■ **Given instruction**
Pick out every line in the records below that contains the string "game", matching case exactly, and copy each such line in full.

++++++

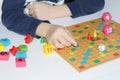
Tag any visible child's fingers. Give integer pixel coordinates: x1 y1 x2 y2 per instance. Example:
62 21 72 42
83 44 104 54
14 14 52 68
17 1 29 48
63 30 76 45
58 36 71 46
51 40 64 48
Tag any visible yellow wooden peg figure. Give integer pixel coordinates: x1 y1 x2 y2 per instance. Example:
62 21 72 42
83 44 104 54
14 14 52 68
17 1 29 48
0 43 5 51
94 30 97 39
44 44 54 55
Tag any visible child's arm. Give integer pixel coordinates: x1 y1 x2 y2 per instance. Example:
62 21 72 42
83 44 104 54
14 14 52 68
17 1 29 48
2 0 44 37
36 23 76 48
28 0 104 20
2 0 75 48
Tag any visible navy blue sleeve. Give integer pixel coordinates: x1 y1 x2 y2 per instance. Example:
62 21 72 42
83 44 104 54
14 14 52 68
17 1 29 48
2 0 48 37
66 0 105 18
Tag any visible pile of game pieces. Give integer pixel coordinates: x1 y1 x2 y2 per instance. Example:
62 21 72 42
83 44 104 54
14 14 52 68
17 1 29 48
56 12 120 72
0 34 33 68
0 38 10 61
40 36 54 55
9 44 28 67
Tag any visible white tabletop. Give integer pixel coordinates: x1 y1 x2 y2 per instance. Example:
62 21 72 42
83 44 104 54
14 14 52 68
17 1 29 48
0 0 120 80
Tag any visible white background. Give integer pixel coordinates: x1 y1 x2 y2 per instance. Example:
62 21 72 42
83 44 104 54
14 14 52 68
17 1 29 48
0 0 120 80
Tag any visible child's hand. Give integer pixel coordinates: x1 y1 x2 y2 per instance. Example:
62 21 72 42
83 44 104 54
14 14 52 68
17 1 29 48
36 23 76 48
27 2 72 20
27 2 54 20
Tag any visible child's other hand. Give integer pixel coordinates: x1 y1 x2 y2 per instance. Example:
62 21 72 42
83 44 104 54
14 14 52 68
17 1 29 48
27 2 72 20
36 23 76 48
27 2 54 20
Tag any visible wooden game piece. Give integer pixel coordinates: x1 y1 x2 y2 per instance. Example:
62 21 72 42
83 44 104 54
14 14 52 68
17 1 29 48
16 51 27 58
94 30 97 40
97 12 112 30
18 44 28 52
9 46 20 56
0 52 10 61
102 12 112 22
102 24 113 34
98 44 105 51
24 34 33 44
15 58 26 68
44 44 54 55
0 38 10 47
0 43 5 51
40 37 45 44
56 18 120 72
74 39 79 48
87 32 92 40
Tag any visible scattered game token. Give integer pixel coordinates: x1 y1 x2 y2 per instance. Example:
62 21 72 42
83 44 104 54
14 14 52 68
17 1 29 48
19 44 28 52
40 37 45 44
81 61 87 65
98 44 105 51
0 38 10 47
0 43 5 51
57 18 120 72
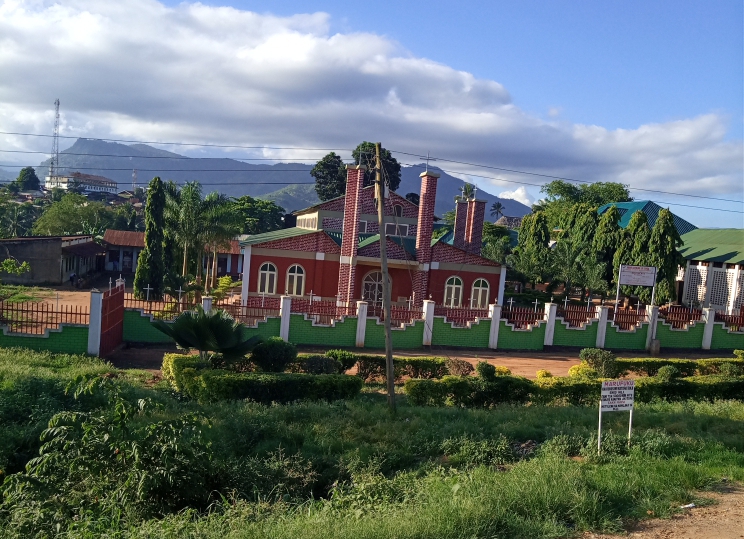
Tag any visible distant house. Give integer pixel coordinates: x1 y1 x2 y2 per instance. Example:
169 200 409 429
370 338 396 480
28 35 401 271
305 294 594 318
597 200 697 236
0 235 104 285
678 228 744 313
44 172 118 194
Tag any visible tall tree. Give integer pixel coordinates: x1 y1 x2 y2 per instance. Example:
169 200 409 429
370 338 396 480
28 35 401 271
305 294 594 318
310 152 346 201
351 141 400 191
134 176 165 300
592 205 622 283
648 209 684 304
15 167 41 191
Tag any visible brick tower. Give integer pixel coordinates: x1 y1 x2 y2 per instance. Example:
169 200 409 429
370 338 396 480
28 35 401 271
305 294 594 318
336 165 367 307
413 170 439 307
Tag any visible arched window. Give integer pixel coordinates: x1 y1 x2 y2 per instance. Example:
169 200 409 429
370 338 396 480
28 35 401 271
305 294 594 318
258 262 276 294
470 279 490 309
287 264 305 296
362 271 390 306
444 277 462 307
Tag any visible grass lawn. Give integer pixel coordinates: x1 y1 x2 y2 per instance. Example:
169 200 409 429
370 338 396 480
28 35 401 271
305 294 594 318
0 349 744 539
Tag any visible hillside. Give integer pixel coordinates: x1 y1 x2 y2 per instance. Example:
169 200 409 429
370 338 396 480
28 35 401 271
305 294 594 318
35 139 530 218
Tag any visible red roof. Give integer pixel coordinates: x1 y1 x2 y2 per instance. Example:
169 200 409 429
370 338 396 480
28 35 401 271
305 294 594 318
103 228 145 249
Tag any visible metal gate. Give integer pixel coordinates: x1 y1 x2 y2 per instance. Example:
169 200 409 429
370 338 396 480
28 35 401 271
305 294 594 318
99 286 124 357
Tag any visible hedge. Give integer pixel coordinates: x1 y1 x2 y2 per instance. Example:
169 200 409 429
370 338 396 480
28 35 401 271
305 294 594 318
404 375 744 407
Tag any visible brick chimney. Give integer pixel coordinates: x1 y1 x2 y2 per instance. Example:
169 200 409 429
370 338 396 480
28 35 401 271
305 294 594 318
453 197 468 249
465 200 486 255
336 165 367 306
413 170 439 307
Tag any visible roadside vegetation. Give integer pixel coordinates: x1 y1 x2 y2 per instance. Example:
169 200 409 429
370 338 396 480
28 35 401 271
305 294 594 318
0 349 744 538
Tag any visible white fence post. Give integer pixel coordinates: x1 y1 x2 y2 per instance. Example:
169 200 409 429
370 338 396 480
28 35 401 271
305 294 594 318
88 288 103 356
356 301 367 348
703 307 716 350
279 296 292 342
596 305 610 348
488 304 501 350
423 299 434 346
543 303 558 346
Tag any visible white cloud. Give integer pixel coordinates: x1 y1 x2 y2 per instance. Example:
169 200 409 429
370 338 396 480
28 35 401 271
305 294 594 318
0 0 744 205
499 187 532 206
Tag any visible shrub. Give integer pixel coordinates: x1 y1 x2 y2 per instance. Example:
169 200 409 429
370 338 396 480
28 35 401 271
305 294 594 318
251 337 297 372
475 361 496 380
445 358 475 376
300 355 343 374
568 363 599 379
656 365 679 382
579 348 618 378
326 350 357 373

++++++

■ **Result below**
Tag any visible pile of game pieces. Give integer pixel coordinates: x1 y1 x2 y2 per instance. Example:
Tag any visible wooden game piece. Give integer pixel coordinates: x1 y1 x2 y2 per instance. Example:
Tag any visible scattered game token. Give integer pixel coordinates: x1 y1 x2 y2 per instance. Example:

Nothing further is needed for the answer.